─── TEXTO FORNECIDO

UTOPIA DE PRIMEIRO MUNDO

Sempre gosto de fazer a analogia do Brasil com uma pirâmide. No topo junto com a elite, estão nossos legisladores e governantes. Esses sofrem de uma cegueira contagiosa. Com a capacidade de contagiar até mesmo nossos “intelectuais”, que eu diria de “quinto mundo”. E todos se enxergam morando no Primeiro.

O Brasil real que está muito distante de ser Primeiro Mundo, vive na base dessa pirâmide. Na última década e meia tentou-se através do crédito fácil e farto, colocar uma classe entre a base e o topo. Hoje, sabemos que o resultado dessa aventura foi um retumbante fracasso. A conta, outra vez, a base terá que pagar.

Nossos legisladores sofrem ainda de outro mal. A “síndrome da ditadura”. Como tiveram que enfrentar leis pesadas durante os anos dos generais, a ordem agora é amolecer sempre mais. Para distinguir a democracia da ditadura, nossos legisladores criaram um país sem punição.

Quando alguém disse que o crime estava se organizando no Brasil, nossos legisladores afrouxaram as gravatas e deram boas gargalhadas. Agora já temos uma guerra silenciosa em nossas cidades, e eles continuam rindo. Talvez, se perguntando: Guerra no Primeiro Mundo?

Em 2015, as mortes violentas causadas por crimes somaram 75 mil. Pelo tamanho do Brasil parece pouco. É muito mais do que em países vivendo conflitos declarados. É como se toda a população de Rio Negrinho, a minha cidade, fosse assassinada duas vezes. Acho que agora, já não parece tão pouco assim.

Nossos legisladores não dão a mínima para a base da pirâmide. Quando leem relatórios como o dos “Direitos Humanos”, estufam o peito e confirmam que a violência está apenas de um lado. Que a ditadura deixou seu legado nas forças de segurança.

Em Blumenau foi inaugurado um presídio, tido por todos de “Primeiro Mundo”. Na entrevista o futuro diretor disse que faltavam ainda pequenos detalhes e ajustes. Tipo calibrar a iluminação. Uau! Quantas escolas e hospitais de Primeiro Mundo nós temos? Com iluminação “calibrada”.

No Ceará algumas crianças assistiam as aulas sentadas no chão. No Amazonas, um médico fez máscaras de garrafas PET, para dois recém nascidos respirarem. Em São Paulo, um menino de dois anos morreu numa enxurrada causada por um temporal.

No Distrito Federal, bem pertinho do topo da pirâmide um pai foi morto numa tentativa de assalto, enquanto esperava os filhos na frente da escola. Quantos desses eventos constarão em futuros relatórios dos Direitos Humanos? E também nem sei se “calibrar” a iluminação dos nossos legisladores mudaria muita coisa. A cegueira é demais.

──────
─── DADOS EXIBIDOS

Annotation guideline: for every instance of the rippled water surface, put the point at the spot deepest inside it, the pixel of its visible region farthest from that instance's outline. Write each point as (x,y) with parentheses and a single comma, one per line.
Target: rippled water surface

──────
─── DADOS EXIBIDOS

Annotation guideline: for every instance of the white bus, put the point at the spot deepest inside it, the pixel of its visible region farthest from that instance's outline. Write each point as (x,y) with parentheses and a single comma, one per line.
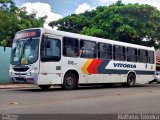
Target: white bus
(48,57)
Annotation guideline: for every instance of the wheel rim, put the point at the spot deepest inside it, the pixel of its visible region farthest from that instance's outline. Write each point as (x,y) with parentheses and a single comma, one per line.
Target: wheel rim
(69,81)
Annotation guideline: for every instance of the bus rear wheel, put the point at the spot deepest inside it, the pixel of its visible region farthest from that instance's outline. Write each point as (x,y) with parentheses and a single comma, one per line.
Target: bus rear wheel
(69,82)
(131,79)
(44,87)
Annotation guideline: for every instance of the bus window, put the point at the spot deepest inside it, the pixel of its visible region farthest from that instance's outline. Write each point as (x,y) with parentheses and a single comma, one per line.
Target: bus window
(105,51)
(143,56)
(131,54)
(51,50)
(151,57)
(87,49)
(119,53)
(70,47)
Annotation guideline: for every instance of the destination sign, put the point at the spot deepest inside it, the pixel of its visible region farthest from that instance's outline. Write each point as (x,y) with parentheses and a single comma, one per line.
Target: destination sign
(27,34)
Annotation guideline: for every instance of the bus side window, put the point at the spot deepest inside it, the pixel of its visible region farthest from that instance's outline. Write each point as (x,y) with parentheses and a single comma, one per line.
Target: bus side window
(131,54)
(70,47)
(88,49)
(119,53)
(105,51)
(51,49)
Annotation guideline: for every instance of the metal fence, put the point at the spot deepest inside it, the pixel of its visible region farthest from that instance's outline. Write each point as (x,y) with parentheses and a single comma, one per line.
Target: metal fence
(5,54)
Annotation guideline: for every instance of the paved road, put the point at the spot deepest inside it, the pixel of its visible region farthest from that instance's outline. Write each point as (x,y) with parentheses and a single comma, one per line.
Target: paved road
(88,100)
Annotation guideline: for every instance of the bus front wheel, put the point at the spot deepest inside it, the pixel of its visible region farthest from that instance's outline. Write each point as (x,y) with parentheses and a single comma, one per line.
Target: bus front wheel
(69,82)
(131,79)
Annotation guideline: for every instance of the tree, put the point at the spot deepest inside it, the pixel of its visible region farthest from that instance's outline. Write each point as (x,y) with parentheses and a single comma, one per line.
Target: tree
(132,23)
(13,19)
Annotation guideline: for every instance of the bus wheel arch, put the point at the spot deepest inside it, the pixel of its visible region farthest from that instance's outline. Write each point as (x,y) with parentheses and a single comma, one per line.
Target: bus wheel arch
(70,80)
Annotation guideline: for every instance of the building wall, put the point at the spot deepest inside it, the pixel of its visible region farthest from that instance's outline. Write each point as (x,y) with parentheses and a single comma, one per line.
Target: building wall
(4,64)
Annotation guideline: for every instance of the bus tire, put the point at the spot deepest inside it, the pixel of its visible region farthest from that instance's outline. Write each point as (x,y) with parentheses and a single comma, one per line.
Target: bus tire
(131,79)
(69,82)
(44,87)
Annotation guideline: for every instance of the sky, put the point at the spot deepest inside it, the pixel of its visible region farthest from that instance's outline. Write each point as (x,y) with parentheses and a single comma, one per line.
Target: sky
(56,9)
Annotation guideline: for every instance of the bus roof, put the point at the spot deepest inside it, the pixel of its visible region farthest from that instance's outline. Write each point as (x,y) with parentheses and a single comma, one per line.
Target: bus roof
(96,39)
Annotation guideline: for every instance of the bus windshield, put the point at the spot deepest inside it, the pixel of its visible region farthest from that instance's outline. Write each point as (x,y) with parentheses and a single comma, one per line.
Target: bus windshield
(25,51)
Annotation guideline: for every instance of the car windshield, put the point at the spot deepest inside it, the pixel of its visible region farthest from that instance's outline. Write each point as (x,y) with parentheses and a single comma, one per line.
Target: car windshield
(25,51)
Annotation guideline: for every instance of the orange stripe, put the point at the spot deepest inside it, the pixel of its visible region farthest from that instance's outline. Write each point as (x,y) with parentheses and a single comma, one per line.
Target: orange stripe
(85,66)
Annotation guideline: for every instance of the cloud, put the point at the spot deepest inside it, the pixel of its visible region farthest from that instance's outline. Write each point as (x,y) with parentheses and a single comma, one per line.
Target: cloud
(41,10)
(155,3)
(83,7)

──────
─── DADOS EXIBIDOS

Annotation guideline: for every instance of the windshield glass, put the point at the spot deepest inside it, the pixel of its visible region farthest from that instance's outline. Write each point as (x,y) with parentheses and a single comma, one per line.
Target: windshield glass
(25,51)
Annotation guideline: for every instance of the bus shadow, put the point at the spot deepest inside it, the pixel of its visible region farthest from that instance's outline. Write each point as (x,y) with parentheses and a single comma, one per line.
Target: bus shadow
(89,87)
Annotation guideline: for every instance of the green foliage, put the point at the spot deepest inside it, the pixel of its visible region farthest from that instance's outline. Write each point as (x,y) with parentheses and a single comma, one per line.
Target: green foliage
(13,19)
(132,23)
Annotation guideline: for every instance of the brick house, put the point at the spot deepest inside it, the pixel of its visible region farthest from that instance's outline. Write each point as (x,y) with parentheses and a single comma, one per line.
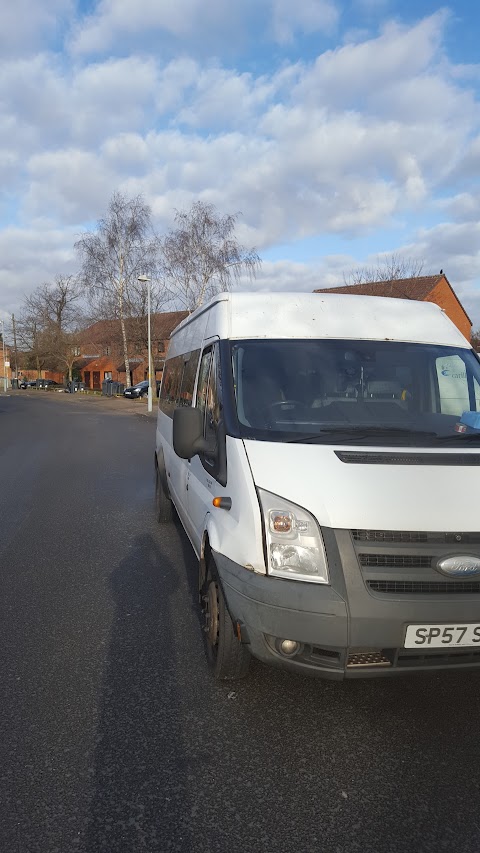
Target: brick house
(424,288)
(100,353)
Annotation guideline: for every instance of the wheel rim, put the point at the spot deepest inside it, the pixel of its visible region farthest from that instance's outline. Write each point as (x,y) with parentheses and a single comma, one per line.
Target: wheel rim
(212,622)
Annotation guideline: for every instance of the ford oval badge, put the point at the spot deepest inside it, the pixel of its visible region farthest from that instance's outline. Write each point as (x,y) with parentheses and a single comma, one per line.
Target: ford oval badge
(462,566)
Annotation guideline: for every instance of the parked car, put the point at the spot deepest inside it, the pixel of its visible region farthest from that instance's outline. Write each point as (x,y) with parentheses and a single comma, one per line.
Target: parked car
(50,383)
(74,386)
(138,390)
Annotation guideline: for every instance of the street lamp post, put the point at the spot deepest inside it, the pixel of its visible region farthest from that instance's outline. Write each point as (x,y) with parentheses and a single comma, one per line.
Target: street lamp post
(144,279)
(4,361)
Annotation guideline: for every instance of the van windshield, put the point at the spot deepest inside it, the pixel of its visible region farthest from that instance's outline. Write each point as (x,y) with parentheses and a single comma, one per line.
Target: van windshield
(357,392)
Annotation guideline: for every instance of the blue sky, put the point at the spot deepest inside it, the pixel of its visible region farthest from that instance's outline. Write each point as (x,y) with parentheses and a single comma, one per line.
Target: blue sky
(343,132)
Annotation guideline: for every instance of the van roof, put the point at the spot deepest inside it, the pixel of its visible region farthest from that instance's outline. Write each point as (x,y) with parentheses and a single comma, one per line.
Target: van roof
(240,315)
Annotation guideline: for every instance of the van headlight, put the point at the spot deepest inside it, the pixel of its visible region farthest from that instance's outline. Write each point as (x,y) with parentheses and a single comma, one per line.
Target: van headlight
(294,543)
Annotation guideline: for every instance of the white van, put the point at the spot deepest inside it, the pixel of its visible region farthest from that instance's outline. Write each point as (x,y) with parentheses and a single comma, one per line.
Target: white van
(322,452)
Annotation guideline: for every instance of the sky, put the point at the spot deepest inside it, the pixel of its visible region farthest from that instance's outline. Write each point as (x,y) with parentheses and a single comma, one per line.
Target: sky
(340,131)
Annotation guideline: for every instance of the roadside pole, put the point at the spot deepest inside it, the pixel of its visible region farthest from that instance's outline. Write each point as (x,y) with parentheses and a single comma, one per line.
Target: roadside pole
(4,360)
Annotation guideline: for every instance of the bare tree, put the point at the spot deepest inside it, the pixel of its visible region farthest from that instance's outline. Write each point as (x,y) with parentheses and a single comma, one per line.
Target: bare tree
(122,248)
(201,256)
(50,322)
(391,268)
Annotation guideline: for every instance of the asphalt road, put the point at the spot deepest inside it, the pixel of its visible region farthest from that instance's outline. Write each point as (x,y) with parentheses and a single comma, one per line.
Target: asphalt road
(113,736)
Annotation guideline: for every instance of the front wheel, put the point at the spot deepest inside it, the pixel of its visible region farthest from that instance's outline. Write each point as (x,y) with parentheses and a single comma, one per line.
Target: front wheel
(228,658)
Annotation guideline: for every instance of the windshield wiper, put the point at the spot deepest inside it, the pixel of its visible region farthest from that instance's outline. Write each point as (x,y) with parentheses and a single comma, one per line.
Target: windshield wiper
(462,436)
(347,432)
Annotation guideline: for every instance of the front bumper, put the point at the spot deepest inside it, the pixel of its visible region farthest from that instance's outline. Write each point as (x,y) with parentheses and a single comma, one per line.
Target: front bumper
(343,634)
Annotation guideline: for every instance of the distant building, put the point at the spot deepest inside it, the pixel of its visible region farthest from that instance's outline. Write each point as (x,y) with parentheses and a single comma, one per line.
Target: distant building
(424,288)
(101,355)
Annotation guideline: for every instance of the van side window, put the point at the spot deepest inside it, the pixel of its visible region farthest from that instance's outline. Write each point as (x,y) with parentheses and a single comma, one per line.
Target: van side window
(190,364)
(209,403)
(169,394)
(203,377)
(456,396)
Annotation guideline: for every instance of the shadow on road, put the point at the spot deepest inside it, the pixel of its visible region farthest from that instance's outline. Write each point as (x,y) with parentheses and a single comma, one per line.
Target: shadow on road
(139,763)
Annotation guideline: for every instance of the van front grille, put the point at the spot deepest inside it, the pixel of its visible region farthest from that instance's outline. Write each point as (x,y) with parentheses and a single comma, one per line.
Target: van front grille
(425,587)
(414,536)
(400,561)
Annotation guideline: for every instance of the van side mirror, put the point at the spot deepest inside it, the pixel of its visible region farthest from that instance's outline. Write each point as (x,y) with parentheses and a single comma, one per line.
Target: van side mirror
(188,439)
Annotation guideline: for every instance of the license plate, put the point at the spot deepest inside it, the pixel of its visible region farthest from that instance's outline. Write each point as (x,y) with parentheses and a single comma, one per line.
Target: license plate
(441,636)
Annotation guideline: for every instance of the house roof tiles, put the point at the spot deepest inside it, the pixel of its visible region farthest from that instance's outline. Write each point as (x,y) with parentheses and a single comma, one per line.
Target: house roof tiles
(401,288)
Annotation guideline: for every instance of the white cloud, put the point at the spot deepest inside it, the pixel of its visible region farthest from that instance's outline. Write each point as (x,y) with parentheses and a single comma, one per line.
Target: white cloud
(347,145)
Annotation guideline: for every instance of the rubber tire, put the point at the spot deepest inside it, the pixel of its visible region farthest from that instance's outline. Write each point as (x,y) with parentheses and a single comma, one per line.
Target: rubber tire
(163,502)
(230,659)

──────

■ O QUE É PEDIDO ■
Reescreva o texto fornecido de "Sempre gosto de" a "terá que pagar.", substituindo "pirâmide" por "escada".

■ RESPOSTA ■
Sempre gosto de fazer a analogia do Brasil com uma escada. No topo junto com a elite, estão nossos legisladores e governantes. Esses sofrem de uma cegueira contagiosa. Com a capacidade de contagiar até mesmo nossos “intelectuais”, que eu diria de “quinto mundo”. E todos se enxergam morando no Primeiro.

O Brasil real que está muito distante de ser Primeiro Mundo, vive na base dessa escada. Na última década e meia tentou-se através do crédito fácil e farto, colocar uma classe entre a base e o topo. Hoje, sabemos que o resultado dessa aventura foi um retumbante fracasso. A conta, outra vez, a base terá que pagar.